Data for this exercise START

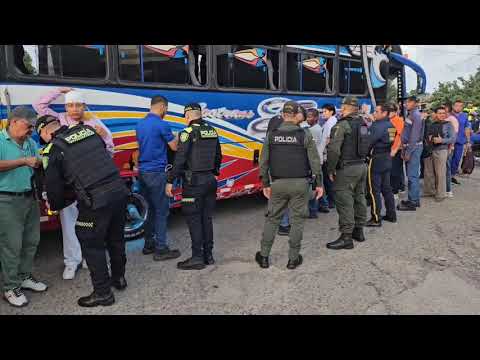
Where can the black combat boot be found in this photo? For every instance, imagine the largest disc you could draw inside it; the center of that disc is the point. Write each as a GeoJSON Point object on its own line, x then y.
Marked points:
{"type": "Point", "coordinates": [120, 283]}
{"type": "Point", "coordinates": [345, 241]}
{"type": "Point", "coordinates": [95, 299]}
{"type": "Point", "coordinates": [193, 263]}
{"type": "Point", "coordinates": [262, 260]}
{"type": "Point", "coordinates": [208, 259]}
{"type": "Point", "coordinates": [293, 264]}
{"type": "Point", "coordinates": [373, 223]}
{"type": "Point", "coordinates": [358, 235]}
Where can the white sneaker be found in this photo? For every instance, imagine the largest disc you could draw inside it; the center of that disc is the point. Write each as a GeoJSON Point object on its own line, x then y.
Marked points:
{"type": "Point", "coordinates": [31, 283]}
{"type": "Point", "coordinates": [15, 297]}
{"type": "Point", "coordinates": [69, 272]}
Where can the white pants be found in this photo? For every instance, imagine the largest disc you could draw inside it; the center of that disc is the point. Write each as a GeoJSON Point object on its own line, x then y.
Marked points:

Data for this exercise END

Repeat, exactly and in full, each line from the start of the data to the line that contains "Where can the white pants". Pictures do not go in.

Result below -
Where can the black combat boot be found in this photo? For every instance, imagine the largest disc you could draw inside it; the center of that disc is the point. Write each as a GeoJSON Point object on its own line, x then y.
Marked points:
{"type": "Point", "coordinates": [120, 283]}
{"type": "Point", "coordinates": [345, 241]}
{"type": "Point", "coordinates": [95, 299]}
{"type": "Point", "coordinates": [193, 263]}
{"type": "Point", "coordinates": [262, 260]}
{"type": "Point", "coordinates": [208, 259]}
{"type": "Point", "coordinates": [293, 264]}
{"type": "Point", "coordinates": [373, 223]}
{"type": "Point", "coordinates": [358, 235]}
Where can the white sneaker be found in this photo? For every instance, imagine the largest disc you could draw inside it; the center of that disc is the point. Write each as a GeoJSON Point object on its own line, x then y.
Marked points:
{"type": "Point", "coordinates": [31, 283]}
{"type": "Point", "coordinates": [15, 297]}
{"type": "Point", "coordinates": [69, 272]}
Where can the white pants be found in this photo? For every instance, imagine the largest disc you could draw inside it; the center of that disc is the point. Write each as a GeoJSON Point object on its own line, x then y.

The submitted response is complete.